• Tasks for this exercise:
1. In two sentences, what does the article on CEO cyber preparedness report?
2. Could you copy, word for word, the part of the article on CEO cyber preparedness that opens with the words containing "Small and medium sized businesses" and closes with "cent last year."?

[Text under study Boundary: Start]

KPMG LLP has launched the KPMG International Global CEO Outlook Survey, which suggests that company preparedness for cyberattack may be on the decline.

Of the Canadian companies surveyed for the outlook report, 79 per cent are publicly traded. Overall, the firm surveyed 1,325 international CEOs in 11 countries.

The research found that the number of CEOs at large Canadian companies who said they were well prepared or very well prepared for a cyberattack fell 17 per cent from last year, dropping from 73 per cent in 2021 to just 56 per cent today. The number of those who said they were unprepared jumped three-fold.

When asked about specifics like ransomware, 24 per cent said they do not have a plan to address the risk.

“Yet, when asked what keeps them up at night, CEOs put cybersecurity seventh behind a range of other pressing, near-term risks such as the economy, a potential recession, regulatory issues and disruptive technologies,” the firm writes.

Small and medium sized businesses fared better, with the number of those saying they are prepared to handle a cyberattack climbing nine per cent during the year, from 64 per cent in 2021, to 73 per cent today. That said, more than two thirds admit their cyber defenses could be a lot stronger. This group of CEOs ranked cybersecurity as their second single most pressing concern today.

At large companies, 59 per cent said building a strong cybersecurity culture is just as important as building technological controls, down from 83 per cent last year. 

More than half of small and medium sized companies, on the other hand, say they’ve been the victims of cybercrime in the past year. Among these CEOs, nearly eight in 10 or 78 per cent say building a cybersecurity culture is as important as building technological controls.

[Text under study Boundary: End]
[Supplied data Boundary: Start]

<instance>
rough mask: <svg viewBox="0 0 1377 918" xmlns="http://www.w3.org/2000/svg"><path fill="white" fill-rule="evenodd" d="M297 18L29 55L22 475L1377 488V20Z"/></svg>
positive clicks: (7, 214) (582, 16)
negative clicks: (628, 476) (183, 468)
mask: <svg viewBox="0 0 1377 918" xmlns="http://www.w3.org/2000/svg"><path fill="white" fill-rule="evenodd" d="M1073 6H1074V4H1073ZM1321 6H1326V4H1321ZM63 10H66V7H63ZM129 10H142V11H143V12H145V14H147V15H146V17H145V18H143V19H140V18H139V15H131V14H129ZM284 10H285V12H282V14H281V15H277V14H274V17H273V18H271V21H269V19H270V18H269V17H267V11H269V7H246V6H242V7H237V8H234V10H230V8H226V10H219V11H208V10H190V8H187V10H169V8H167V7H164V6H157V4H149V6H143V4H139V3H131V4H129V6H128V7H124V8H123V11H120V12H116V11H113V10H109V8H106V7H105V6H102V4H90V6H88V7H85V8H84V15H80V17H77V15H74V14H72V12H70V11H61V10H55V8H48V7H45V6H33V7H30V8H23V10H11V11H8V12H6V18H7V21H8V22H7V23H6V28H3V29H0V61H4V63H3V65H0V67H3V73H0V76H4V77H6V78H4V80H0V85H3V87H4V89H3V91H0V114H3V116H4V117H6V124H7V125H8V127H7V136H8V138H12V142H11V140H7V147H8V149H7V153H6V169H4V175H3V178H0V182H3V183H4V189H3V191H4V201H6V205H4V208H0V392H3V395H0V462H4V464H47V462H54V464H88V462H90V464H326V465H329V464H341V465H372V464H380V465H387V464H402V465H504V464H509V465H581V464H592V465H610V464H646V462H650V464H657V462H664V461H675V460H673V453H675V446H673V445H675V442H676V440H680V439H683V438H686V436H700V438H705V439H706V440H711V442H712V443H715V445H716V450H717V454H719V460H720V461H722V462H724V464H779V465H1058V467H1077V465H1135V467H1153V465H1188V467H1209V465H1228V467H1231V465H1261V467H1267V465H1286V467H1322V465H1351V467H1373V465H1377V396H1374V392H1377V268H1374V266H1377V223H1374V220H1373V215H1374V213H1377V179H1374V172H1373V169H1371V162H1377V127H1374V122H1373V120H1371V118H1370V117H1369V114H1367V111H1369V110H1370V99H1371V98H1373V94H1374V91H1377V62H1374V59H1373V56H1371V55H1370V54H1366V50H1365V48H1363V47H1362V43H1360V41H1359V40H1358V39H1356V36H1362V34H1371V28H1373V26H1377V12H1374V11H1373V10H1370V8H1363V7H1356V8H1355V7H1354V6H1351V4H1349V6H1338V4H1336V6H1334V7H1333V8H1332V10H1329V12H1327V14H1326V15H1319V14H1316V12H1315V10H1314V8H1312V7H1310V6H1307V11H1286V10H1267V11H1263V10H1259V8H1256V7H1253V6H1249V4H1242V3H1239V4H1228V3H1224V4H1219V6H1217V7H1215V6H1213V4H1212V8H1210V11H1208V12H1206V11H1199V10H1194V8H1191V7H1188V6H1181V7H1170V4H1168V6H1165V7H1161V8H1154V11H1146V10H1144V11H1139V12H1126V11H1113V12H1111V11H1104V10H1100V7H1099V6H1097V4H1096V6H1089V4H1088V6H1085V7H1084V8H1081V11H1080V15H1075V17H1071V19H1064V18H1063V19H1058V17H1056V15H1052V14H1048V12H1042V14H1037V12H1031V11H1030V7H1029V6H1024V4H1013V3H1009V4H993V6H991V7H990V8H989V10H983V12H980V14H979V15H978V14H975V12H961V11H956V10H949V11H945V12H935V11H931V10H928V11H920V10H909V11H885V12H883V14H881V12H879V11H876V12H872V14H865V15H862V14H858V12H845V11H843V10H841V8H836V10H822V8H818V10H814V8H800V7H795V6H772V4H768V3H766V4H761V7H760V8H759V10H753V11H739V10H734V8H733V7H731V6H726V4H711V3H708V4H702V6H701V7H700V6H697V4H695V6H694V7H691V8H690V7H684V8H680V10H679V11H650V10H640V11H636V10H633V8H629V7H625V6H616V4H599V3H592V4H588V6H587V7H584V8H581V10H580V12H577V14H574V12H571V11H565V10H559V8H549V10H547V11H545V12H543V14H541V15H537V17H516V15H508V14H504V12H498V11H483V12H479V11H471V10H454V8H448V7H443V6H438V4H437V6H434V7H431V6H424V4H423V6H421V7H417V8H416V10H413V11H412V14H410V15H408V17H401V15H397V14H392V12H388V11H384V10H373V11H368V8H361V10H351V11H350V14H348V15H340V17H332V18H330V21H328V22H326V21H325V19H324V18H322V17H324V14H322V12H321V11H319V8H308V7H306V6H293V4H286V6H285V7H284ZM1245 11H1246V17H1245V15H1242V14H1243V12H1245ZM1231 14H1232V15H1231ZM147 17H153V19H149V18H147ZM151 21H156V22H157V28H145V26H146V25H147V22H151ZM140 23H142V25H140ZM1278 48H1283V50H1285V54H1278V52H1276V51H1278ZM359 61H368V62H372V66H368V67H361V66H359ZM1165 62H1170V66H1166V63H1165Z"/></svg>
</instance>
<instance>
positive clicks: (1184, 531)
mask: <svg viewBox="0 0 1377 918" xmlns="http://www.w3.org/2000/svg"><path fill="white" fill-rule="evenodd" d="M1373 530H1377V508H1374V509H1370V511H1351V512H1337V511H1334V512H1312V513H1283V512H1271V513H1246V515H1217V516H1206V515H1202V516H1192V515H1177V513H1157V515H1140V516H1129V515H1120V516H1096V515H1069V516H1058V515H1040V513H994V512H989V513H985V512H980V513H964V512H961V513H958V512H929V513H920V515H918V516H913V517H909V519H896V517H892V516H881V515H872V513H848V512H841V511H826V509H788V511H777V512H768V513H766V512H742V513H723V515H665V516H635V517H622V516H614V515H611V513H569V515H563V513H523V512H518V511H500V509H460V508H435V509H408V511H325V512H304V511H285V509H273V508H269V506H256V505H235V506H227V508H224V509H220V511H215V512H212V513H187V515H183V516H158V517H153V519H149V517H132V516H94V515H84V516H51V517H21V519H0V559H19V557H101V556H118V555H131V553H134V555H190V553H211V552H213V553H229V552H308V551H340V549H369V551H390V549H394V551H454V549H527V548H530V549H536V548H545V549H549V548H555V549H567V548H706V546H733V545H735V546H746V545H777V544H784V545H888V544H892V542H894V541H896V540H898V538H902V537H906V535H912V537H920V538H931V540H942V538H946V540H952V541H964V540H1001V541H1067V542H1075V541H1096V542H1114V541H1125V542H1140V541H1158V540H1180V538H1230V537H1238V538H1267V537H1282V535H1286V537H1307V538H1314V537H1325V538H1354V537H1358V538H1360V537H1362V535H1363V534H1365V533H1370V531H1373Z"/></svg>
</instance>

[Supplied data Boundary: End]

• Exercise answers:
1. KPMG's Global CEO Outlook Survey found that the share of CEOs at large Canadian companies who said they were well or very well prepared for a cyberattack dropped from 73 percent in 2021 to 56 percent, yet these CEOs ranked cybersecurity only seventh among their worries. Small and medium sized businesses fared better: their reported preparedness rose from 64 to 73 percent and they ranked cybersecurity as their second most pressing concern, though more than two thirds admit their cyber defenses could be a lot stronger.

2.
Small and medium sized businesses fared better, with the number of those saying they are prepared to handle a cyberattack climbing nine per cent during the year, from 64 per cent in 2021, to 73 per cent today. That said, more than two thirds admit their cyber defenses could be a lot stronger. This group of CEOs ranked cybersecurity as their second single most pressing concern today.

At large companies, 59 per cent said building a strong cybersecurity culture is just as important as building technological controls, down from 83 per cent last year.